[EXTRAIT À LIRE]
========

Trois frappes chirurgicales, coordonnées avec Israël, sur les installations nucléaires d’Ispahan, Natanz et Fordo. Une opération éclair, sans pertes humaines — ou du moins, officiellement. Et immédiatement après, une déclaration solennelle : « Les États-Unis ne sont pas en guerre avec l’Iran. » Tout était dit. L’Amérique avait agi, puni, neutralisé. Mais elle ne souhaitait pas aller plus loin. Pas cette fois. Pas sous Trump.

La suite aura été écrite d’avance. Téhéran, contraint de réagir, aura lancé quelques salves sur des bases américaines en Irak et dans le Golfe. Mais des frappes mesurées, annoncées à l’avance. Pas de morts. Pas d’escalade. Et Trump, triomphant, de remercier presque les Iraniens pour leur « modération », d’affirmer que « le pire avait été évité », et d’annoncer dans la foulée un cessez-le-feu entre Israël et l’Iran « dans les 24 heures ». C’était le 23 juin. Moins de 48h heures après les premières frappes.

Victoire militaire, donc. Mais surtout victoire politique. Trump apparaît désormais comme celui qui a mis fin au programme nucléaire iranien sans entraîner les États-Unis dans une guerre interminable. Ce que ni Obama, ni Bush, ni même Biden n’ont réussi à faire. Une opération rapide, nette, sans répercussion, ni sur les troupes, ni sur l’économie. Pour une Amérique vaccinée par l’Irak, épuisée par l’Afghanistan, c’est une démonstration de force idéale : montrer les muscles sans envoyer les boys.

C’est aussi un tournant dans la perception internationale. Après des mois d’hésitations, d’échecs en Ukraine, de blocages à Gaza et de chaos dans les discussions avec l’Iran, Trump reprend la main. Il incarne, enfin, cette image d’un président « efficace » , capable d’agir seul, au bon moment, et avec résultat. Sur le plan intérieur, à un peu plus d’un an d’élections législatives qui s’annoncent difficiles, cette séquence pourrait bien consolider son socle et renforcer son emprise sur l’appareil républicain.

Car il ne faut pas s’y tromper : cette opération militaire, aussi courte fût-elle, n’est pas un simple épisode géopolitique. C’est aussi un instrument de légitimation politique. Elle renforce la figure du chef, de l’homme d’ordre, du « protecteur ». Et elle alimente, en creux, le récit autoritaire qu’il déroule depuis des mois sur le plan domestique. Moins de chaos, plus de fermeté. Moins de débats, plus de décisions. Moins de compromis, plus de verticalité.

========

Entrées de données enregistrées

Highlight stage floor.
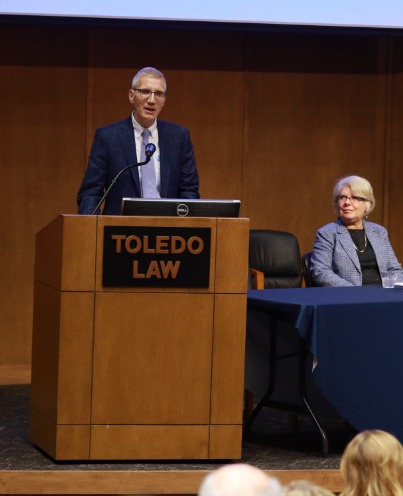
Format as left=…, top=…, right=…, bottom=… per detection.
left=0, top=385, right=356, bottom=494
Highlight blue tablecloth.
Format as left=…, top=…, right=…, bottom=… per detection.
left=248, top=286, right=403, bottom=442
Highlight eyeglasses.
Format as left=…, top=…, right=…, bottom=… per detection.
left=133, top=88, right=167, bottom=100
left=336, top=195, right=368, bottom=205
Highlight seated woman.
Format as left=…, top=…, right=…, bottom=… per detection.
left=311, top=176, right=402, bottom=286
left=340, top=430, right=403, bottom=496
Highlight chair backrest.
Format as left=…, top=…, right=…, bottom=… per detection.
left=302, top=252, right=316, bottom=288
left=249, top=229, right=302, bottom=289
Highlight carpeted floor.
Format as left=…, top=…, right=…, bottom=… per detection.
left=0, top=385, right=357, bottom=470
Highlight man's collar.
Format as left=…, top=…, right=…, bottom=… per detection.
left=132, top=111, right=157, bottom=138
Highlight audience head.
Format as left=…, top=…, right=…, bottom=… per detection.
left=199, top=463, right=281, bottom=496
left=340, top=430, right=403, bottom=496
left=282, top=481, right=334, bottom=496
left=332, top=176, right=375, bottom=215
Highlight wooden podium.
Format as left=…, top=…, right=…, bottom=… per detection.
left=30, top=215, right=249, bottom=460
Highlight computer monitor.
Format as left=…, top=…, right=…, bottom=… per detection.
left=122, top=198, right=241, bottom=217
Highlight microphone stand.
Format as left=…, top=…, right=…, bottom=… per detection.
left=91, top=157, right=154, bottom=215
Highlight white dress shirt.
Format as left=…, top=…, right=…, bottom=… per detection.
left=132, top=112, right=161, bottom=198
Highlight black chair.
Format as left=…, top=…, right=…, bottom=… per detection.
left=244, top=230, right=328, bottom=453
left=302, top=252, right=316, bottom=288
left=249, top=229, right=302, bottom=289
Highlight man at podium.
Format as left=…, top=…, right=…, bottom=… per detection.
left=77, top=67, right=200, bottom=215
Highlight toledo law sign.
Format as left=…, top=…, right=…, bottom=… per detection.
left=102, top=226, right=211, bottom=288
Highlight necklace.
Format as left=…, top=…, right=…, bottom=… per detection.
left=351, top=231, right=368, bottom=253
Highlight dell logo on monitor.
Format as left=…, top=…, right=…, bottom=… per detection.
left=176, top=203, right=189, bottom=217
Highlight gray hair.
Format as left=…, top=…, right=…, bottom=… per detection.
left=332, top=176, right=376, bottom=215
left=132, top=67, right=167, bottom=92
left=199, top=463, right=281, bottom=496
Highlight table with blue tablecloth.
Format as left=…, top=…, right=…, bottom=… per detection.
left=248, top=286, right=403, bottom=442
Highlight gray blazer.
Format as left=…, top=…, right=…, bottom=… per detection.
left=311, top=219, right=402, bottom=286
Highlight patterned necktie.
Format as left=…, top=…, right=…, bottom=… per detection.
left=141, top=129, right=158, bottom=198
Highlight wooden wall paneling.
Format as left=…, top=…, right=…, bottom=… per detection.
left=88, top=28, right=244, bottom=199
left=388, top=38, right=403, bottom=264
left=244, top=34, right=387, bottom=253
left=91, top=292, right=214, bottom=424
left=0, top=24, right=87, bottom=365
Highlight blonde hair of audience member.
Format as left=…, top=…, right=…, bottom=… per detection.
left=340, top=430, right=403, bottom=496
left=199, top=463, right=281, bottom=496
left=282, top=481, right=334, bottom=496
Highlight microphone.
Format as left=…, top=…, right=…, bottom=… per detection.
left=91, top=143, right=157, bottom=215
left=146, top=143, right=157, bottom=156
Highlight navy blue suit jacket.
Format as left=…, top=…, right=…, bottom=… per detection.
left=77, top=116, right=200, bottom=215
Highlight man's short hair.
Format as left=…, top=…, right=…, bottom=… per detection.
left=199, top=463, right=281, bottom=496
left=132, top=67, right=167, bottom=92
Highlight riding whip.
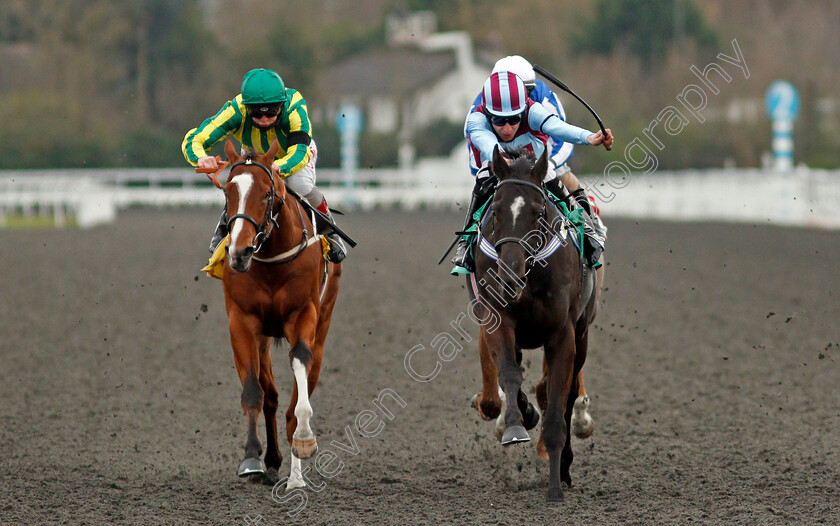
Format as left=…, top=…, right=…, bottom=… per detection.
left=534, top=64, right=612, bottom=151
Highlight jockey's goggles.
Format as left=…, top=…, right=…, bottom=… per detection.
left=247, top=104, right=283, bottom=119
left=487, top=112, right=525, bottom=126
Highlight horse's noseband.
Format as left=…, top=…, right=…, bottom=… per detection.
left=493, top=179, right=548, bottom=272
left=228, top=158, right=285, bottom=253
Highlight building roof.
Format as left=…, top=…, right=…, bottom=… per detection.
left=317, top=48, right=455, bottom=100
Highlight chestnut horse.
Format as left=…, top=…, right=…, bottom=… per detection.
left=210, top=140, right=341, bottom=491
left=468, top=148, right=597, bottom=501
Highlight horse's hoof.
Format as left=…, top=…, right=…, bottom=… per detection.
left=239, top=457, right=265, bottom=477
left=292, top=437, right=318, bottom=460
left=263, top=468, right=280, bottom=486
left=522, top=402, right=540, bottom=429
left=502, top=426, right=531, bottom=446
left=545, top=488, right=564, bottom=502
left=470, top=394, right=499, bottom=422
left=571, top=396, right=595, bottom=438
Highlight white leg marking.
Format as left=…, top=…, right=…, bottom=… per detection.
left=292, top=358, right=315, bottom=442
left=286, top=454, right=306, bottom=492
left=510, top=195, right=525, bottom=226
left=496, top=387, right=507, bottom=440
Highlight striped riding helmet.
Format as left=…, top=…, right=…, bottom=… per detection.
left=481, top=71, right=528, bottom=117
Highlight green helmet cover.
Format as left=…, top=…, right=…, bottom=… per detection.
left=242, top=68, right=286, bottom=104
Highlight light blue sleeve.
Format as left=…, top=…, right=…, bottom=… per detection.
left=528, top=104, right=592, bottom=144
left=466, top=111, right=502, bottom=166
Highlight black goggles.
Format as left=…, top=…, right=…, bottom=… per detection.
left=487, top=113, right=522, bottom=126
left=248, top=104, right=283, bottom=119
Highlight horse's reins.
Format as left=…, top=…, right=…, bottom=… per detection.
left=228, top=157, right=286, bottom=253
left=493, top=179, right=548, bottom=276
left=228, top=158, right=317, bottom=264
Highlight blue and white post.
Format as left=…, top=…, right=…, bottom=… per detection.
left=336, top=104, right=362, bottom=207
left=766, top=80, right=799, bottom=172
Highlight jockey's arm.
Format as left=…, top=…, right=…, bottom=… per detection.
left=466, top=111, right=499, bottom=163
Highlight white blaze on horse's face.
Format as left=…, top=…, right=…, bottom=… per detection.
left=229, top=173, right=254, bottom=245
left=510, top=195, right=525, bottom=226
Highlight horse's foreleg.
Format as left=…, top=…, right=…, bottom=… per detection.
left=260, top=337, right=283, bottom=475
left=570, top=369, right=595, bottom=438
left=487, top=327, right=531, bottom=446
left=542, top=323, right=575, bottom=501
left=228, top=311, right=265, bottom=476
left=286, top=305, right=321, bottom=459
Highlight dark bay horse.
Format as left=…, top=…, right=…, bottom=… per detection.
left=210, top=140, right=341, bottom=491
left=468, top=148, right=597, bottom=501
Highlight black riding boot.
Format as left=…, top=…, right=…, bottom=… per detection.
left=452, top=176, right=495, bottom=272
left=210, top=210, right=228, bottom=254
left=572, top=188, right=606, bottom=266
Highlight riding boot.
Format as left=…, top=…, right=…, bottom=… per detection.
left=452, top=178, right=495, bottom=272
left=210, top=210, right=228, bottom=254
left=317, top=199, right=347, bottom=263
left=572, top=188, right=607, bottom=266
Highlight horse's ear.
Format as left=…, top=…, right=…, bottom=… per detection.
left=225, top=139, right=242, bottom=164
left=490, top=144, right=510, bottom=181
left=531, top=148, right=548, bottom=184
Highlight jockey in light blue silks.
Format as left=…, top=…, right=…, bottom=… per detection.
left=452, top=64, right=613, bottom=273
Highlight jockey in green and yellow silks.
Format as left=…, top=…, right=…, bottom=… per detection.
left=181, top=69, right=346, bottom=263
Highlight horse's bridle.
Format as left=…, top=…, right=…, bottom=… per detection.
left=225, top=158, right=286, bottom=253
left=493, top=179, right=548, bottom=272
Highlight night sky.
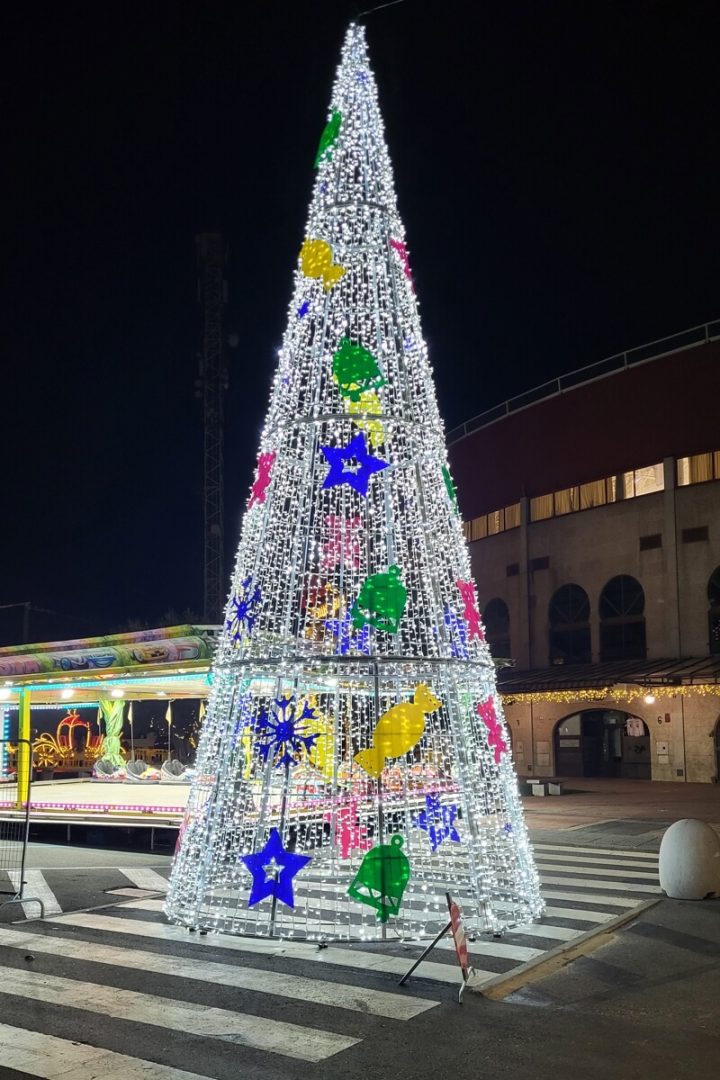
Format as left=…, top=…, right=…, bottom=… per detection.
left=0, top=0, right=720, bottom=642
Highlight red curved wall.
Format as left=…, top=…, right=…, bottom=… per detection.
left=449, top=341, right=720, bottom=519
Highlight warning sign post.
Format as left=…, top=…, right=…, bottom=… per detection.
left=398, top=892, right=473, bottom=1004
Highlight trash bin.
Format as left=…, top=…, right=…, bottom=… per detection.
left=660, top=818, right=720, bottom=900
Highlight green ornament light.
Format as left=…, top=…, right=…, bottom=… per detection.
left=348, top=833, right=410, bottom=922
left=352, top=566, right=407, bottom=634
left=443, top=465, right=459, bottom=510
left=332, top=338, right=385, bottom=402
left=315, top=110, right=342, bottom=168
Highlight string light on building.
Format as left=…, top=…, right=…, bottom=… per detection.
left=166, top=25, right=542, bottom=940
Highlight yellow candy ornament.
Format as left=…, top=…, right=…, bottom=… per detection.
left=348, top=390, right=385, bottom=450
left=354, top=683, right=441, bottom=780
left=300, top=240, right=345, bottom=293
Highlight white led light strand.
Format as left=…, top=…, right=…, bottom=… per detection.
left=166, top=25, right=542, bottom=940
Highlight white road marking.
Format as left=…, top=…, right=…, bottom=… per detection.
left=538, top=860, right=657, bottom=889
left=540, top=874, right=663, bottom=904
left=531, top=843, right=658, bottom=862
left=0, top=1024, right=212, bottom=1080
left=543, top=897, right=616, bottom=922
left=0, top=929, right=439, bottom=1021
left=508, top=922, right=585, bottom=942
left=0, top=956, right=361, bottom=1062
left=541, top=878, right=646, bottom=907
left=118, top=866, right=169, bottom=892
left=535, top=851, right=658, bottom=877
left=47, top=915, right=490, bottom=984
left=8, top=869, right=63, bottom=915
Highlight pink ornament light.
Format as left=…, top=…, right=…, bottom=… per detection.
left=456, top=581, right=485, bottom=642
left=321, top=514, right=362, bottom=570
left=247, top=450, right=277, bottom=510
left=475, top=698, right=507, bottom=765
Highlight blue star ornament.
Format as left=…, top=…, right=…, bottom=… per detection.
left=241, top=828, right=311, bottom=907
left=321, top=432, right=389, bottom=496
left=412, top=795, right=460, bottom=852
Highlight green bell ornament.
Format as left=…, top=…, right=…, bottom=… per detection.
left=348, top=833, right=410, bottom=922
left=332, top=338, right=385, bottom=402
left=352, top=566, right=407, bottom=634
left=315, top=109, right=342, bottom=168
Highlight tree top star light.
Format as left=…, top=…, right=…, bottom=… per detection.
left=166, top=25, right=542, bottom=940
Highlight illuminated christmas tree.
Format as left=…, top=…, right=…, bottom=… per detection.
left=166, top=25, right=542, bottom=940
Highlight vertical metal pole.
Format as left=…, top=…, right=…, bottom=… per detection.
left=17, top=690, right=32, bottom=809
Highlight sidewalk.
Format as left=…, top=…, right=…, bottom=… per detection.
left=522, top=777, right=720, bottom=851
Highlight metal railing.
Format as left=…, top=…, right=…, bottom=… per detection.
left=0, top=739, right=45, bottom=917
left=447, top=321, right=720, bottom=445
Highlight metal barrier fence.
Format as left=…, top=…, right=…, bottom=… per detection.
left=0, top=739, right=45, bottom=917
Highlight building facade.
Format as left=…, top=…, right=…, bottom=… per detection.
left=450, top=323, right=720, bottom=782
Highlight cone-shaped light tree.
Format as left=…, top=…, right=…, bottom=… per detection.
left=166, top=25, right=542, bottom=939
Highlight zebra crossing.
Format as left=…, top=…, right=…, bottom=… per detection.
left=0, top=843, right=661, bottom=1080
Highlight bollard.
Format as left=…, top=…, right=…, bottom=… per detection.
left=660, top=818, right=720, bottom=900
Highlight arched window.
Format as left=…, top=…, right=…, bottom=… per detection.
left=547, top=584, right=593, bottom=664
left=599, top=573, right=647, bottom=660
left=483, top=596, right=511, bottom=660
left=707, top=566, right=720, bottom=656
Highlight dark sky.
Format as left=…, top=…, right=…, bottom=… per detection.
left=0, top=0, right=720, bottom=640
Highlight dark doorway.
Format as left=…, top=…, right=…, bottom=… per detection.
left=555, top=708, right=651, bottom=780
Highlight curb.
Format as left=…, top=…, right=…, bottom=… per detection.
left=467, top=896, right=665, bottom=1001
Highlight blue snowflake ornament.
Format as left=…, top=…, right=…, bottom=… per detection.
left=443, top=604, right=470, bottom=660
left=225, top=577, right=262, bottom=645
left=412, top=795, right=460, bottom=852
left=255, top=693, right=321, bottom=768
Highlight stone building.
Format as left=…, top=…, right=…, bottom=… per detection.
left=449, top=323, right=720, bottom=782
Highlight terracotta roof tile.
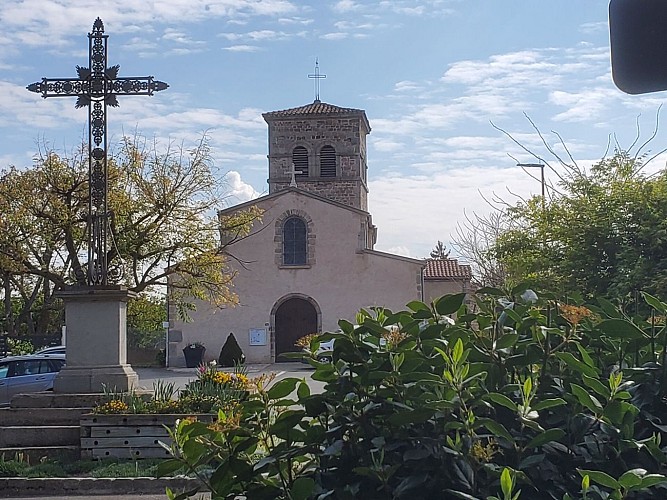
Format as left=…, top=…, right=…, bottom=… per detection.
left=424, top=259, right=472, bottom=280
left=263, top=101, right=364, bottom=118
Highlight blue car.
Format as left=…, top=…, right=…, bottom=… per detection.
left=0, top=354, right=65, bottom=406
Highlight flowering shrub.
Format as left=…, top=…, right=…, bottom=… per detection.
left=94, top=399, right=129, bottom=414
left=93, top=361, right=252, bottom=414
left=159, top=286, right=667, bottom=500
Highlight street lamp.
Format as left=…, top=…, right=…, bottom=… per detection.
left=516, top=163, right=546, bottom=212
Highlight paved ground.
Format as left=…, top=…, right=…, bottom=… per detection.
left=3, top=363, right=323, bottom=500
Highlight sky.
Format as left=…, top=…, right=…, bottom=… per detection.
left=0, top=0, right=667, bottom=258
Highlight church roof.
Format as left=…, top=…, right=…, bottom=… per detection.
left=424, top=259, right=472, bottom=280
left=262, top=99, right=371, bottom=131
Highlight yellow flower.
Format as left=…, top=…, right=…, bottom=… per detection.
left=294, top=333, right=319, bottom=349
left=95, top=399, right=130, bottom=413
left=470, top=438, right=500, bottom=463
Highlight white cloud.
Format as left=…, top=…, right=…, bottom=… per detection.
left=222, top=45, right=262, bottom=52
left=224, top=170, right=261, bottom=206
left=332, top=0, right=361, bottom=13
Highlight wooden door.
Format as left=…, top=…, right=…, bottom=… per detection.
left=275, top=298, right=317, bottom=362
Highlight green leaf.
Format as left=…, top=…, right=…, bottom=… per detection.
left=575, top=342, right=595, bottom=367
left=526, top=429, right=565, bottom=449
left=641, top=292, right=667, bottom=314
left=406, top=300, right=430, bottom=312
left=597, top=297, right=621, bottom=318
left=598, top=319, right=645, bottom=340
left=500, top=467, right=514, bottom=498
left=581, top=374, right=611, bottom=399
left=570, top=384, right=602, bottom=415
left=496, top=333, right=519, bottom=349
left=290, top=477, right=315, bottom=500
left=267, top=377, right=300, bottom=399
left=477, top=418, right=514, bottom=442
left=639, top=474, right=667, bottom=490
left=435, top=293, right=466, bottom=315
left=577, top=469, right=621, bottom=490
left=483, top=392, right=520, bottom=411
left=618, top=469, right=646, bottom=490
left=554, top=352, right=598, bottom=377
left=296, top=380, right=310, bottom=400
left=387, top=408, right=435, bottom=425
left=452, top=339, right=463, bottom=364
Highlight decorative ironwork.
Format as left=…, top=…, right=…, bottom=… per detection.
left=27, top=17, right=169, bottom=285
left=308, top=58, right=327, bottom=102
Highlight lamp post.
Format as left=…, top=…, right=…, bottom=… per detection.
left=516, top=163, right=546, bottom=212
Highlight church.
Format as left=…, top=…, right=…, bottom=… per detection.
left=169, top=99, right=471, bottom=366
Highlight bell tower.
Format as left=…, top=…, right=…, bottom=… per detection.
left=262, top=99, right=371, bottom=212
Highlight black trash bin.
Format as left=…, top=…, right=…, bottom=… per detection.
left=183, top=344, right=206, bottom=368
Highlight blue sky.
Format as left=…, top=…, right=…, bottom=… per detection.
left=0, top=0, right=667, bottom=257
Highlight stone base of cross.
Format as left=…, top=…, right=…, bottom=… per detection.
left=53, top=285, right=139, bottom=394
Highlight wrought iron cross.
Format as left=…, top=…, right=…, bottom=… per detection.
left=27, top=17, right=169, bottom=285
left=308, top=59, right=327, bottom=102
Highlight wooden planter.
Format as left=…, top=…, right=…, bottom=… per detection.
left=80, top=414, right=214, bottom=460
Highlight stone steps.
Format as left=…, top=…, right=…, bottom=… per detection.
left=0, top=392, right=101, bottom=463
left=0, top=477, right=210, bottom=498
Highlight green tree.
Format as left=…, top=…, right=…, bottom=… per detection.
left=495, top=151, right=667, bottom=300
left=430, top=240, right=449, bottom=259
left=0, top=137, right=260, bottom=332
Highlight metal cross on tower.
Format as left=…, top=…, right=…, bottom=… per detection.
left=27, top=17, right=169, bottom=285
left=308, top=59, right=327, bottom=102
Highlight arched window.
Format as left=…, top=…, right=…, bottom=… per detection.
left=283, top=217, right=308, bottom=266
left=320, top=146, right=336, bottom=177
left=292, top=146, right=308, bottom=177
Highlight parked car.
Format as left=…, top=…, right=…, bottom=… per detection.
left=0, top=354, right=65, bottom=406
left=35, top=345, right=66, bottom=356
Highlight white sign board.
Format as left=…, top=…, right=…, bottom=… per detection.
left=248, top=328, right=266, bottom=345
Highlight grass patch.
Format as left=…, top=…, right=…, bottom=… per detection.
left=0, top=454, right=170, bottom=478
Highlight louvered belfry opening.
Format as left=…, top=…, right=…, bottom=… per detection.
left=320, top=146, right=336, bottom=177
left=292, top=146, right=308, bottom=177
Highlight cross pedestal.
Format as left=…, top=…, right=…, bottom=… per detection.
left=53, top=285, right=139, bottom=394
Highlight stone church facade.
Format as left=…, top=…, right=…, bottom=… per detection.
left=169, top=100, right=469, bottom=366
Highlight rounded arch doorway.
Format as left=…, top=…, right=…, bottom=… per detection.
left=274, top=296, right=319, bottom=362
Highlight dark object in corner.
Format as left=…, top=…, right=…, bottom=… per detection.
left=218, top=332, right=245, bottom=368
left=183, top=345, right=206, bottom=368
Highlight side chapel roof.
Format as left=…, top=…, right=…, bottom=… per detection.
left=424, top=259, right=472, bottom=280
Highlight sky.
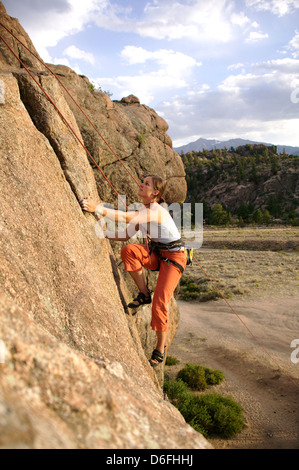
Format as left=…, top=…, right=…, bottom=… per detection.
left=2, top=0, right=299, bottom=147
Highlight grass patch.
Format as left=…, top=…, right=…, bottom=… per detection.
left=165, top=356, right=179, bottom=366
left=164, top=370, right=245, bottom=438
left=177, top=364, right=224, bottom=391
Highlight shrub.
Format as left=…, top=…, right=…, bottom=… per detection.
left=181, top=393, right=245, bottom=438
left=165, top=356, right=179, bottom=366
left=164, top=379, right=245, bottom=438
left=177, top=364, right=207, bottom=390
left=177, top=364, right=224, bottom=391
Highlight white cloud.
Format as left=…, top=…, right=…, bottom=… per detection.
left=287, top=30, right=299, bottom=59
left=95, top=0, right=233, bottom=42
left=246, top=0, right=299, bottom=16
left=94, top=46, right=202, bottom=104
left=63, top=46, right=95, bottom=65
left=156, top=59, right=299, bottom=146
left=231, top=12, right=250, bottom=27
left=121, top=46, right=202, bottom=70
left=246, top=31, right=269, bottom=43
left=3, top=0, right=108, bottom=62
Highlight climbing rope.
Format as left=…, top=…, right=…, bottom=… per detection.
left=0, top=21, right=139, bottom=185
left=0, top=21, right=299, bottom=388
left=0, top=27, right=127, bottom=207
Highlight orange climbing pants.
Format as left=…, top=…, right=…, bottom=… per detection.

========

[CONSIGNE] Résumez en deux phrases l'extrait sur les frappes américaines contre l'Iran. Pour répondre, appuyez-vous uniquement sur l'extrait.

[CORRIGÉ] Les États-Unis ont frappé, en coordination avec Israël, trois installations nucléaires iraniennes, puis Téhéran a riposté par des tirs mesurés et sans morts, et Trump a annoncé le 23 juin un cessez-le-feu entre Israël et l'Iran. L'extrait y voit une victoire militaire mais surtout politique pour Trump, qui apparaît comme un président efficace et nourrit ainsi son récit autoritaire sur le plan intérieur.